§ **Region labeling entries**
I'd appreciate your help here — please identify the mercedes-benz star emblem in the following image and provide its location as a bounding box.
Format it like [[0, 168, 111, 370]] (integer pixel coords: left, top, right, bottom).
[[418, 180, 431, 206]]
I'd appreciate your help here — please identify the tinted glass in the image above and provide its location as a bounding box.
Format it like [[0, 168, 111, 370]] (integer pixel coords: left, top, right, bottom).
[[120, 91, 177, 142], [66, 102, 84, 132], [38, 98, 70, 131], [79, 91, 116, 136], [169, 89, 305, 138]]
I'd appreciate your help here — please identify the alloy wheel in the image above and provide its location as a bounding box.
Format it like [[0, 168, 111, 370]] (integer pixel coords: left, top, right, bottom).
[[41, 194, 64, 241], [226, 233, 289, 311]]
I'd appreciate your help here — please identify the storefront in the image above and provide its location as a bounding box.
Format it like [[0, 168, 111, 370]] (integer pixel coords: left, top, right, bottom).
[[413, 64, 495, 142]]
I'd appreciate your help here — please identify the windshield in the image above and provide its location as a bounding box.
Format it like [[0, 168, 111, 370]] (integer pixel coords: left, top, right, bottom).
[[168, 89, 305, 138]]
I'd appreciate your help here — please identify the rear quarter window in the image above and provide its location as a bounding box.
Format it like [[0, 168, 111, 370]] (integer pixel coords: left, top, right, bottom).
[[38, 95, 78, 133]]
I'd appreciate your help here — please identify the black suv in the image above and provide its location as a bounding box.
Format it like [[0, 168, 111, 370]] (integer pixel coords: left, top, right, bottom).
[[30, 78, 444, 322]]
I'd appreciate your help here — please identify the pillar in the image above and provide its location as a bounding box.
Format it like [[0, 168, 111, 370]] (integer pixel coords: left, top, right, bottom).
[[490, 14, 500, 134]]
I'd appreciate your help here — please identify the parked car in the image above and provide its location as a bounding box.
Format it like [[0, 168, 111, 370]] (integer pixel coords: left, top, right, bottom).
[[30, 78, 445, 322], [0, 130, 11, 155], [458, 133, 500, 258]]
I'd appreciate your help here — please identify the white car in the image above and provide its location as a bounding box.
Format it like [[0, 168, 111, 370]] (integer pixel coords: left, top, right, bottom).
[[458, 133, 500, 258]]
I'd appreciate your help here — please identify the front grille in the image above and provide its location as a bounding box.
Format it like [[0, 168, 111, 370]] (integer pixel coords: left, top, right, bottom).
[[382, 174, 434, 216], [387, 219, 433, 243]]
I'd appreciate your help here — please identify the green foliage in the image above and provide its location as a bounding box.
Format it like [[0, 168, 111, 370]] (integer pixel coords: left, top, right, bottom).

§ **Exercise requirements**
Copy all of the entries above word for word, from the first line to the last.

§ **Exercise solution**
I'd appreciate your help here — please identify the mercedes-benz star emblem in the following image and provide its location as a bounding box.
Format it like [[0, 168, 111, 370]] (integer pixel coords: left, top, right, bottom).
[[418, 180, 431, 206]]
I'd appreciate your help here — please identify the tinted glass in the image above and provide its location as a bounding box.
Format it like [[0, 168, 111, 370]] (integer pixel coords: left, top, right, bottom).
[[120, 91, 177, 142], [66, 102, 84, 132], [38, 98, 70, 131], [79, 91, 116, 136], [169, 89, 305, 138]]
I'd appreciate your help here — please identify the alloy wheel in the image above and provide its location as a bounding box.
Format it like [[0, 168, 111, 370]] (integer pixel coords: left, top, right, bottom).
[[41, 194, 64, 241], [226, 233, 289, 311]]
I'd appreciate your help here — please identify the storefront in the image above and provide its location as a bounding box.
Format it like [[0, 168, 111, 370]] (integer pixel coords: left, top, right, bottom).
[[413, 64, 495, 142]]
I'd appreciate your help here — please identify the windshield in the image above and provide its location as a bounding box.
Format it like [[0, 168, 111, 370]] (integer pixel coords: left, top, right, bottom).
[[168, 89, 305, 138]]
I'd appreciate your help here — please identify the rear quarter window in the image above and provide its location as a bounding box.
Format it like [[0, 168, 111, 370]] (integer pixel coords: left, top, right, bottom).
[[38, 95, 78, 133]]
I'd appreciate your help here — please identify the black suv in the image above and provide its location as a bounding box.
Format it like [[0, 168, 111, 370]] (integer pixel coords: left, top, right, bottom).
[[30, 78, 444, 322]]
I'd appreciate your help here — please identify the pillar in the image above and provide its location as a bounding box.
Format it like [[0, 168, 111, 370]] (integer pixel coords: left, top, right, bottom).
[[490, 14, 500, 134]]
I'd appreciate your help here — please identify the parked car in the image above and provide its location as a bounding box.
Format it like [[0, 168, 111, 370]] (integer pixel coords: left, top, right, bottom).
[[30, 78, 445, 322], [0, 130, 11, 155], [458, 133, 500, 258]]
I'd appreciate your help here — please identify the white car in the image above and provide its location as a bounding box.
Format it like [[0, 168, 111, 370]] (integer pixel coords: left, top, right, bottom).
[[458, 133, 500, 258]]
I'd appreciate your help here — please identify the front grille in the image above and provide its location as a bounding box.
Format it like [[0, 168, 111, 370]] (integer pixel coords: left, top, right, bottom).
[[382, 174, 434, 216], [387, 219, 433, 243]]
I'd appreciate your help here — please identify the green foliage in the image above and provide its location as a bounding box.
Format it like [[0, 168, 111, 370]] (integer pixel coords: left, top, right, bottom).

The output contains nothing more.